Given instruction ▸
Copy each of the items below word for word, keeping their order.
::::::
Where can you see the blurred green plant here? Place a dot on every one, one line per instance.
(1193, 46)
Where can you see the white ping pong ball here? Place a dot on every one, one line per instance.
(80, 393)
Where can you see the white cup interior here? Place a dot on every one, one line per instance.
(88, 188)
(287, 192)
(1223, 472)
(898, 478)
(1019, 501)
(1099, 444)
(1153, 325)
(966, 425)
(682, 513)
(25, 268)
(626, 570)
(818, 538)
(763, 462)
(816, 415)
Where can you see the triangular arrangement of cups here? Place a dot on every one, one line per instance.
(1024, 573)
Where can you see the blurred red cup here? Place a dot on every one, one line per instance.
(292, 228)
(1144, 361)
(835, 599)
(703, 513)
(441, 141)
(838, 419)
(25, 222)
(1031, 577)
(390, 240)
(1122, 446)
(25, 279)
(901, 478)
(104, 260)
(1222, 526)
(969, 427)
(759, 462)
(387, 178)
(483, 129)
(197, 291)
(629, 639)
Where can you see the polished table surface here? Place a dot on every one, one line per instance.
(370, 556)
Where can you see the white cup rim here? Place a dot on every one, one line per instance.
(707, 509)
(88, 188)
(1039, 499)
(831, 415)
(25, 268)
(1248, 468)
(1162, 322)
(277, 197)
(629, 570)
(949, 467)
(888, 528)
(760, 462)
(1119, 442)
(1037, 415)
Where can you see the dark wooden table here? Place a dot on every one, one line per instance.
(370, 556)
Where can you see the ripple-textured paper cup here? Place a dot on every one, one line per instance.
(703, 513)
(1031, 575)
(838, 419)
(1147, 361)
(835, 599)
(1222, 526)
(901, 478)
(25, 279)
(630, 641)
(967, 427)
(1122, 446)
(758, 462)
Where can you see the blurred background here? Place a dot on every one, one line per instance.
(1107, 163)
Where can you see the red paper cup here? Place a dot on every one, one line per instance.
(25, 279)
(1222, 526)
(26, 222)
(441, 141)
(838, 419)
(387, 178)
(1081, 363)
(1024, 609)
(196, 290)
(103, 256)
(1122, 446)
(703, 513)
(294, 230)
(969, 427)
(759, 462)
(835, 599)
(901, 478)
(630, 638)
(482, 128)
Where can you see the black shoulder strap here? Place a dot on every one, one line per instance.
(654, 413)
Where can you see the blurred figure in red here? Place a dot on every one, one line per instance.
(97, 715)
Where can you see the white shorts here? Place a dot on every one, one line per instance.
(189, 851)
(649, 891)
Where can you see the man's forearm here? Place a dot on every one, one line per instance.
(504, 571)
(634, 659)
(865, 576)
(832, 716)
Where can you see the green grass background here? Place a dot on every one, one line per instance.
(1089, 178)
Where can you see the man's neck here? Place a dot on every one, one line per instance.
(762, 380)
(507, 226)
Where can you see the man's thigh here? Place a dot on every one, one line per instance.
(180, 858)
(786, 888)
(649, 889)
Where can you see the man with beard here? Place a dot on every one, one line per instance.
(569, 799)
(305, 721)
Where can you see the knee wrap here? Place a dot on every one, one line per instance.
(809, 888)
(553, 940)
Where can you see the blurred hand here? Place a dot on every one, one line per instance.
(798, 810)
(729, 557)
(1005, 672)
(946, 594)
::::::
Result of this exercise ▸
Where can you see the blurred green plant here? Place a dot on every one, one line per instance.
(1193, 46)
Where can you see the white ping pong ball here? Place a dot on every one, one line per instance.
(80, 393)
Where can you see the white cup interior here? Place a dot on every one, one line per instance.
(88, 188)
(287, 192)
(1223, 472)
(898, 478)
(1019, 501)
(1099, 444)
(1153, 325)
(966, 425)
(682, 513)
(25, 268)
(626, 570)
(818, 538)
(763, 462)
(816, 415)
Where can you see the triangular arrangement of cups here? Place a dot on every one, one line per instance.
(1024, 573)
Where can you see the blurred red cup here? Place a dot on every one, one line per instance.
(292, 228)
(1144, 361)
(835, 599)
(703, 513)
(441, 141)
(838, 419)
(25, 222)
(1031, 577)
(390, 240)
(1122, 446)
(25, 279)
(901, 478)
(104, 260)
(1222, 526)
(969, 427)
(759, 462)
(387, 178)
(483, 129)
(197, 291)
(629, 639)
Where can you see the polished table surface here? Place a dot on every one, one line per instance.
(370, 556)
Where can you see the white cup rim here? Place a dot on every one, one line per instance.
(707, 509)
(88, 188)
(1039, 499)
(831, 415)
(25, 268)
(1248, 468)
(1162, 322)
(277, 197)
(629, 570)
(949, 467)
(888, 528)
(760, 462)
(1119, 442)
(1037, 415)
Where can you see the dark wooden table here? Place a dot on every one, one line per instance.
(370, 556)
Where can you see the ripple-textured paper cup here? Place a dot on every one, one line per instance.
(703, 513)
(1031, 575)
(838, 419)
(1147, 361)
(835, 599)
(1222, 526)
(901, 478)
(25, 279)
(630, 641)
(967, 427)
(1122, 446)
(758, 462)
Where can you see the blurred background here? Place a dot on every one, one line per instance.
(1107, 163)
Where can you see the red paper cup here? Place a dot on every one, one line per instance.
(25, 279)
(1222, 526)
(26, 222)
(441, 141)
(838, 419)
(387, 178)
(1081, 363)
(1024, 609)
(196, 290)
(103, 256)
(1122, 446)
(703, 513)
(294, 230)
(969, 427)
(759, 462)
(835, 599)
(901, 478)
(630, 638)
(482, 128)
Where can you see the black shoulder strap here? Place a dot on every one, one line per instance.
(654, 413)
Where can you see the blurred figure in red here? Place a dot on every one, one line per instance.
(97, 715)
Where can you see the white shorts here? Place a dot on every one, one line per instance.
(189, 851)
(649, 891)
Where can you see the man's forearm here? Place a dot on every one, one line per instance.
(504, 571)
(634, 659)
(865, 576)
(832, 716)
Where can you see the green grass background here? Place a dot on every one, one line per instance.
(1089, 178)
Where can you see the man's neck here? Place a dot on every one, one line per instance.
(762, 380)
(507, 226)
Where can you see the man's thigh here? Place a dot on every one, one line per instance.
(180, 858)
(786, 888)
(649, 889)
Where can you see the man with beard here? Place a dot on every one, one line per instance.
(569, 799)
(305, 721)
Where can you see the knee wrap here? Place a dot on every one, one line per instance.
(809, 888)
(553, 940)
Where can you see the blurred hand here? Place a dot on every one, one line per instance.
(798, 810)
(729, 557)
(1005, 672)
(946, 594)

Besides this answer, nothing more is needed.